> _Provided records_:
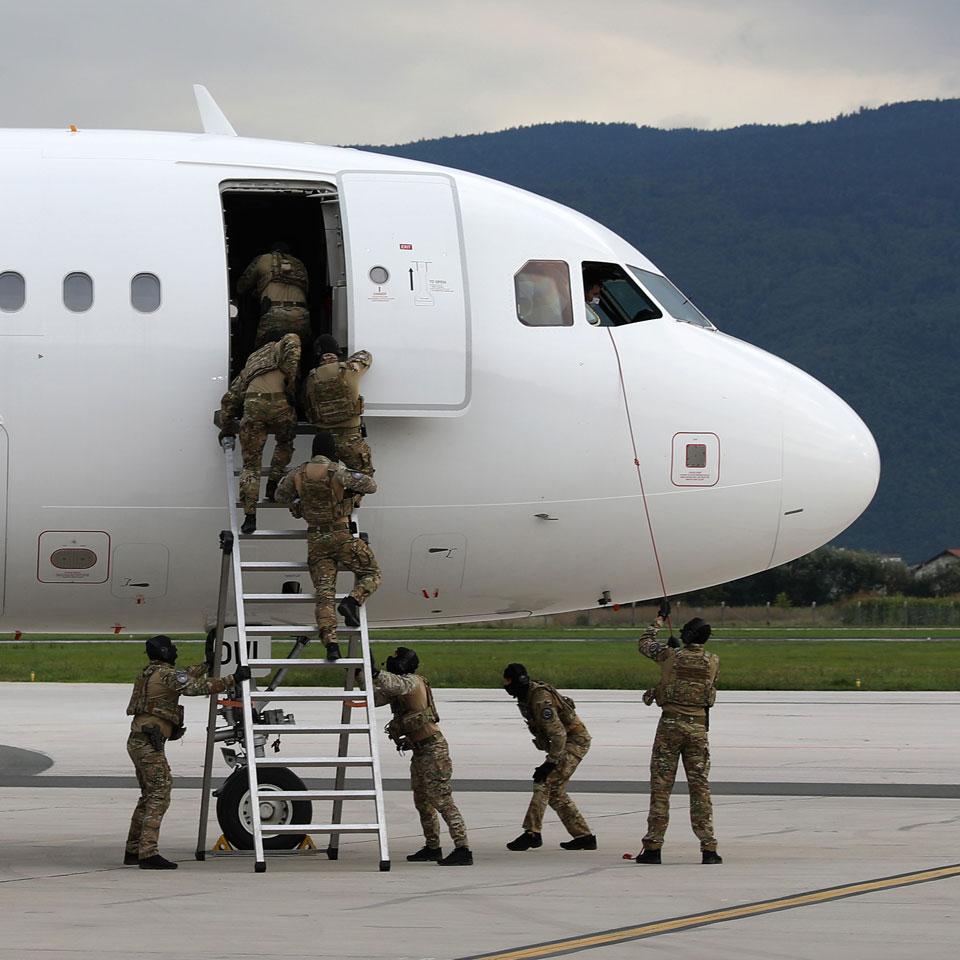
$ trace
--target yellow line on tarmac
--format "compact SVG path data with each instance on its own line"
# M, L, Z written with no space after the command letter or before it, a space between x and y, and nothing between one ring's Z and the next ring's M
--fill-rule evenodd
M765 913L775 913L778 910L792 910L795 907L828 903L831 900L842 900L845 897L858 897L865 893L874 893L877 890L893 890L897 887L909 887L915 883L930 883L933 880L945 880L948 877L957 876L960 876L960 863L936 867L932 870L920 870L916 873L901 873L894 877L865 880L861 883L849 883L839 887L827 887L823 890L811 890L790 897L778 897L775 900L758 900L755 903L746 903L739 907L725 907L722 910L693 913L686 917L655 920L634 927L618 927L615 930L603 930L599 933L570 937L566 940L537 943L528 947L519 947L515 950L475 954L472 957L464 957L462 960L546 960L549 957L559 957L568 953L576 953L579 950L607 947L616 943L626 943L629 940L641 940L645 937L655 937L663 933L689 930L692 927L724 923L727 920L740 920L743 917L756 917Z

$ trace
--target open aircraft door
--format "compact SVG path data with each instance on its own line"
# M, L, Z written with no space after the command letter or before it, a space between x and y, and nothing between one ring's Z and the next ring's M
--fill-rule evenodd
M0 613L7 581L7 447L7 431L0 424Z
M339 177L350 349L369 350L374 416L458 416L470 402L470 301L456 185L444 174Z

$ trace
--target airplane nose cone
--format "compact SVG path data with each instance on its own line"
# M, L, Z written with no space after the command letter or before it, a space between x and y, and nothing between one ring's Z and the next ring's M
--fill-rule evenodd
M867 425L822 383L795 368L791 373L782 384L782 496L771 566L845 530L880 480L880 453Z

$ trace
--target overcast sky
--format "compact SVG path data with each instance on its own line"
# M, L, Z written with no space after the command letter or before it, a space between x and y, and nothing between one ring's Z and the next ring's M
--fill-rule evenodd
M398 143L960 96L958 0L0 0L0 127Z

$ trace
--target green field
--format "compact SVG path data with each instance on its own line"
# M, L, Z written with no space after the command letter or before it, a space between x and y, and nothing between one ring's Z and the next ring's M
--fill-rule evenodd
M389 642L374 643L374 655L381 664L396 646L399 633L395 631ZM424 640L425 633L414 636ZM931 631L919 633L924 638L933 635ZM643 689L651 685L656 666L637 654L632 638L625 638L622 632L619 635L619 640L591 636L584 642L423 643L419 648L421 669L438 687L496 688L503 667L511 661L522 662L534 676L568 689ZM179 646L181 663L203 657L200 643L181 641ZM960 689L960 641L954 640L720 640L711 641L710 648L721 658L720 686L726 689ZM274 654L282 649L275 644ZM0 643L0 681L29 681L32 677L38 682L129 683L144 663L139 644ZM287 683L318 682L339 684L339 671L294 670L287 679Z

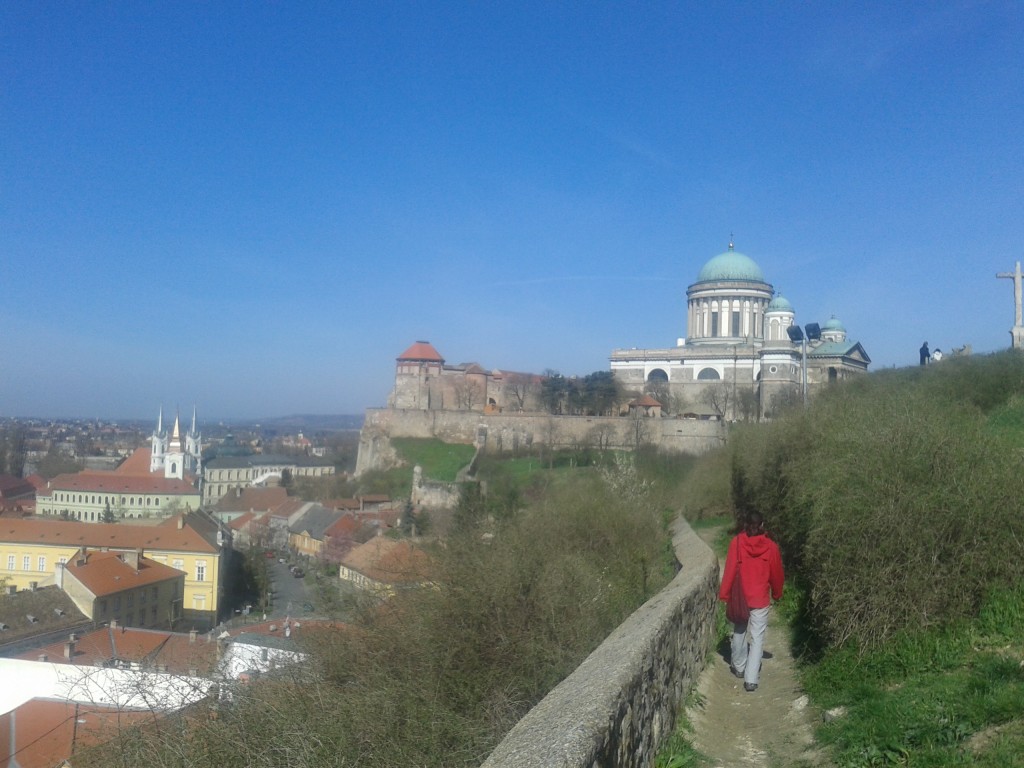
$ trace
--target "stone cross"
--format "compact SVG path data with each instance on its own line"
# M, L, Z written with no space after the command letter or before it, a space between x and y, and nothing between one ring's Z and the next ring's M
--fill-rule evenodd
M1017 268L1013 272L997 272L996 277L1006 277L1013 280L1013 301L1016 305L1016 313L1014 315L1013 328L1010 331L1010 335L1013 337L1013 346L1015 349L1020 348L1020 339L1022 338L1021 326L1024 326L1024 311L1021 307L1021 282L1024 281L1024 273L1020 271L1020 262L1017 262Z

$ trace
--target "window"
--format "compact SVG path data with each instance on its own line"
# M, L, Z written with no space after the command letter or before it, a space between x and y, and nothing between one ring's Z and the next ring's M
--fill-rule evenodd
M117 597L114 598L114 613L117 613L120 610L121 610L121 596L118 595Z
M135 605L135 593L129 592L125 602L129 608L133 607Z
M67 559L66 557L63 557L63 556L61 556L61 557L60 557L60 558L59 558L59 559L57 560L57 562L58 562L58 563L60 563L61 565L66 565L66 564L67 564L67 562L68 562L68 559Z
M185 561L184 560L180 560L178 558L175 558L174 560L171 561L171 567L172 568L177 568L179 571L184 571L185 570Z
M156 505L157 505L158 507L160 506L160 499L157 499L157 500L156 500Z
M206 581L206 561L196 561L196 581Z
M106 600L100 600L100 616L106 616L106 615L107 615L107 601Z
M13 571L14 570L14 555L8 555L7 556L7 570L8 571Z
M740 313L735 311L732 313L732 335L740 335Z
M158 587L153 587L153 602L154 603L156 602L158 597L160 597L160 589ZM154 608L153 610L155 611L156 609Z
M23 558L21 558L21 570L27 571L29 569L29 567L30 567L29 563L31 561L32 561L32 558L29 557L28 555L25 555Z
M146 604L146 590L139 592L139 602L143 605Z
M45 571L46 570L46 558L43 557L42 555L40 555L39 556L39 561L36 563L36 565L39 566L36 570Z

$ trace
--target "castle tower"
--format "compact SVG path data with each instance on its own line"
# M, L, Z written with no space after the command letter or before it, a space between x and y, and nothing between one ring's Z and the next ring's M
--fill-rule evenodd
M416 408L430 410L442 408L439 383L444 358L429 341L417 341L398 356L395 366L395 390L391 393L390 408Z

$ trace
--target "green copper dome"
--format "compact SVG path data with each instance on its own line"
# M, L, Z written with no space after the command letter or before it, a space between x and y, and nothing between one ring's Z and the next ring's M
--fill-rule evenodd
M732 250L730 246L728 251L718 254L705 264L697 275L698 283L714 280L750 280L763 283L764 273L752 258Z
M768 307L765 309L765 312L792 312L792 311L793 311L793 305L790 304L789 303L789 299L783 297L783 295L781 293L778 294L770 302L768 302Z
M839 318L836 317L835 315L832 315L832 318L830 320L826 320L825 321L825 324L823 326L821 326L821 330L823 330L823 331L842 331L843 333L846 333L846 328L843 327L843 324L841 322L839 322Z

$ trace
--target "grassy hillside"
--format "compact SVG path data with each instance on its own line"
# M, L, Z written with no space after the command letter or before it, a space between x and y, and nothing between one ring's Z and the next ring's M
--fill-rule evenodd
M702 508L760 510L783 548L837 764L1020 764L1022 450L1007 352L834 388L694 473Z

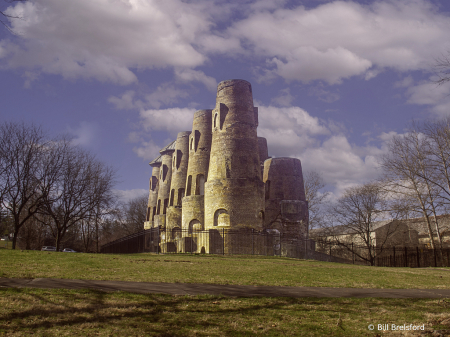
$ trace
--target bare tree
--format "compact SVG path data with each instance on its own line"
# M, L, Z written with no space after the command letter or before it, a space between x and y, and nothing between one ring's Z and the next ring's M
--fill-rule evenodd
M442 55L440 58L435 60L434 68L439 77L438 80L434 81L438 85L442 85L450 81L450 52L447 55Z
M142 195L116 208L116 227L120 228L123 235L130 235L144 229L147 202L147 195Z
M383 155L380 161L386 190L394 197L415 200L409 207L425 218L430 245L435 249L432 216L438 207L438 194L427 181L432 175L427 166L428 140L416 130L410 130L404 136L393 137L388 148L388 154Z
M386 218L387 212L379 183L348 188L330 210L333 223L338 226L324 230L332 237L333 245L374 265L375 258L383 252L397 229L393 222L387 225L382 236L374 237L376 223ZM355 249L355 245L363 249Z
M309 229L314 229L323 223L323 205L330 192L321 192L321 189L325 187L325 182L317 171L307 171L304 181L306 201L308 201Z
M82 149L60 142L63 149L56 181L44 196L38 212L51 218L50 228L60 248L61 240L72 226L90 220L99 207L113 198L115 172Z
M13 249L20 228L42 202L39 191L49 182L44 156L49 147L51 143L38 126L0 124L0 202L14 222Z
M114 215L117 210L116 195L111 195L105 199L97 208L92 209L84 220L80 223L80 232L85 252L100 252L100 244L105 241L104 236L111 236L111 222L114 222ZM105 243L105 242L104 242Z

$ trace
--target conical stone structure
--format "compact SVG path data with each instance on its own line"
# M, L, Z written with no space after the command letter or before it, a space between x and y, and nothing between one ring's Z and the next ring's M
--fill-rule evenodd
M257 126L258 109L253 106L250 83L220 82L212 111L205 229L263 228L264 183Z

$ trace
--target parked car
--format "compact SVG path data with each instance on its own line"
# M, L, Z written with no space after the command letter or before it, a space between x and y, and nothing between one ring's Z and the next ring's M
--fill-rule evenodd
M56 247L53 246L44 246L41 249L44 252L56 252Z
M64 249L63 249L63 252L64 252L64 253L78 253L77 251L75 251L75 250L73 250L73 249L71 249L71 248L64 248Z

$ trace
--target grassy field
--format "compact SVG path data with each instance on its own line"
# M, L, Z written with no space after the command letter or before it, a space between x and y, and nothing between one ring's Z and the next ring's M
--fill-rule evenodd
M377 324L425 324L431 335L436 330L450 333L446 305L439 300L413 299L224 298L0 289L0 336L399 335L377 331ZM374 331L369 330L370 324L375 325Z
M0 277L450 288L449 268L378 268L258 256L97 255L1 248ZM375 330L370 331L369 324L374 324ZM400 335L377 331L378 324L425 324L429 335L436 330L450 335L450 300L225 298L0 288L0 336Z
M450 268L381 268L262 256L102 255L6 249L0 249L0 277L450 289Z

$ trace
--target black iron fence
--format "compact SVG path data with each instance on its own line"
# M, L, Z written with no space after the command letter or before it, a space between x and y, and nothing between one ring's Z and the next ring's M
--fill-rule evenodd
M166 231L147 229L101 247L101 253L200 253L290 256L304 258L309 240L255 230Z
M376 257L380 267L450 267L450 248L389 247Z
M317 241L321 253L380 267L450 267L450 247L430 249L422 246L376 247L356 245L352 242Z
M450 267L450 248L376 247L299 240L278 232L254 230L187 231L151 228L101 247L101 253L198 253L287 256L380 267Z

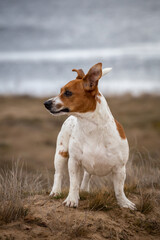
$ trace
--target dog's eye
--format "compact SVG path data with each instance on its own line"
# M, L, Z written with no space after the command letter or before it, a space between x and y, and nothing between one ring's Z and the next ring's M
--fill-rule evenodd
M70 92L69 90L66 90L66 91L64 92L64 96L70 97L70 96L72 96L72 92Z

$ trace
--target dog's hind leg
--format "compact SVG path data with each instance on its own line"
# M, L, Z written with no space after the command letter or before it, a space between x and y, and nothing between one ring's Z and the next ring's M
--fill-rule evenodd
M91 180L91 174L89 174L84 170L83 180L80 188L82 191L86 191L86 192L90 191L90 180Z
M114 190L115 195L117 198L117 202L120 205L120 207L124 208L130 208L131 210L135 210L135 204L132 203L124 193L124 181L126 179L126 167L118 168L113 171L113 184L114 184Z

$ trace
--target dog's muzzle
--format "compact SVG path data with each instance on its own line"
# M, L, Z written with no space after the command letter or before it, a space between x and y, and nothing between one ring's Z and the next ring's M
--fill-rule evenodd
M44 102L44 106L52 113L52 114L64 114L69 112L69 108L57 108L57 106L53 103L52 100L48 100Z

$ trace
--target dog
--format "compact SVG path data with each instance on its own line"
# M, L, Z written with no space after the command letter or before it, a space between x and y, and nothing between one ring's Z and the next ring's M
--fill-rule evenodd
M120 207L136 209L124 193L128 141L123 127L114 119L106 99L98 90L99 79L111 68L102 70L102 63L82 69L75 80L61 88L60 94L44 105L54 116L69 115L57 138L54 184L50 195L61 193L63 172L68 161L69 194L64 205L77 207L79 191L89 191L92 175L111 173L115 196ZM81 183L81 168L84 176Z

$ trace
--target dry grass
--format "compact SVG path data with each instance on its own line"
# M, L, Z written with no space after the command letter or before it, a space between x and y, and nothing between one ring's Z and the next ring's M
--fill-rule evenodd
M143 154L138 150L131 150L127 183L145 188L160 188L160 158L155 160L146 149Z
M85 209L91 211L108 211L117 206L116 199L112 192L94 191L91 193L81 192L81 200L87 200Z
M23 198L42 193L44 181L40 175L24 171L19 161L12 163L11 170L0 173L0 221L11 222L25 217L28 209L23 206Z
M150 193L143 193L140 191L139 204L137 205L137 210L143 214L150 213L155 206L155 196Z

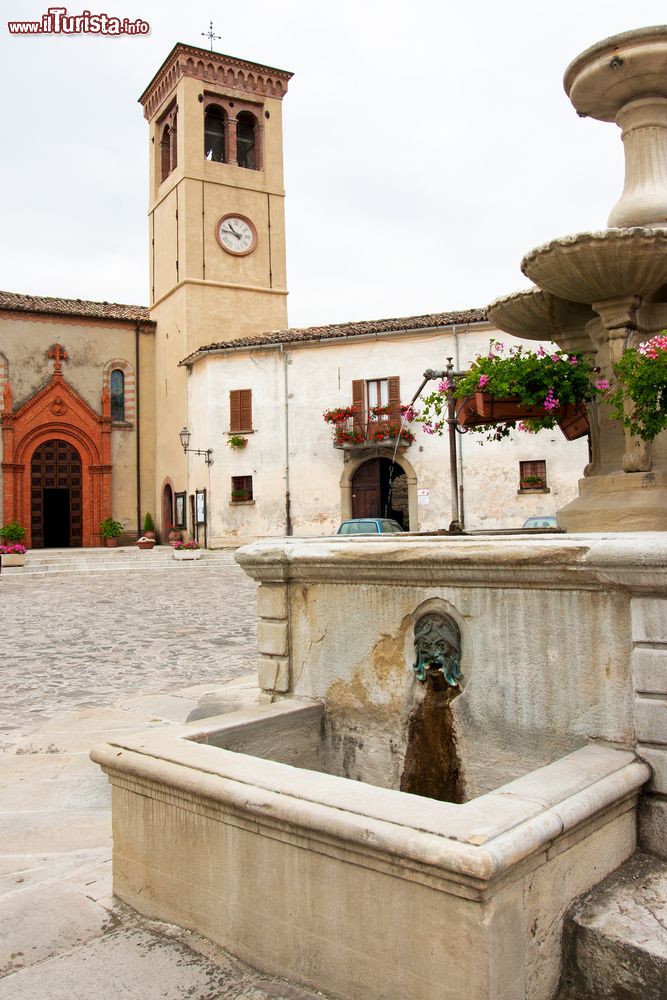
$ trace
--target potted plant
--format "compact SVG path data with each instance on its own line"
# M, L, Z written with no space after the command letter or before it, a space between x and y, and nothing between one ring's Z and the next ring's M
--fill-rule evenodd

> _Your objective_: Please quote the lines of the material, beginning with the first and ending with the one that contains "--target airplane nose cone", exactly as written and without any pictures.

> _Response to this exercise_:
$ trace
--target yellow line on tarmac
--format "compact SVG path data with each instance on its own line"
# M, L, Z written with no space after the command letter or before it, a space between x and y, and nothing between one ring's Z and the next ring's M
--fill-rule evenodd
M765 913L775 913L778 910L792 910L795 907L828 903L831 900L842 900L845 897L858 897L865 893L874 893L877 890L893 890L897 887L909 887L915 883L930 883L933 880L945 880L948 877L957 876L960 876L960 863L936 867L932 870L920 870L916 873L901 873L894 877L865 880L861 883L849 883L839 887L827 887L823 890L811 890L790 897L778 897L775 900L758 900L755 903L746 903L739 907L725 907L722 910L693 913L686 917L655 920L634 927L618 927L615 930L603 930L599 933L570 937L566 940L537 943L528 947L519 947L515 950L475 954L472 957L464 957L462 960L546 960L549 957L559 957L568 953L576 953L579 950L607 947L616 943L626 943L629 940L641 940L645 937L655 937L663 933L689 930L692 927L724 923L727 920L740 920L743 917L756 917Z

$ trace
--target open aircraft door
--format "compact SVG path data with each instance on its own line"
# M, L, Z written with no space after the command letter or before it, a space between x and y, and nothing between one ring's Z and the next ring's M
--fill-rule evenodd
M0 613L7 581L7 447L7 431L0 424Z
M339 177L350 349L369 350L374 416L458 416L470 402L470 301L456 185L444 174Z

$ trace
--target airplane nose cone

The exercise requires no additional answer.